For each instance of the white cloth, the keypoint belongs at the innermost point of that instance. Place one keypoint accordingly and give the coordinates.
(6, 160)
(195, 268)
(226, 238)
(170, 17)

★ ★ ★ ★ ★ ★ ★

◆ **Work required**:
Retype each record in full, please.

◆ **Answer section**:
For each instance of the white cloth, the keypoint belongs at the innermost point of that instance. Place one keypoint accordingly and give the coordinates.
(6, 160)
(195, 268)
(226, 238)
(170, 17)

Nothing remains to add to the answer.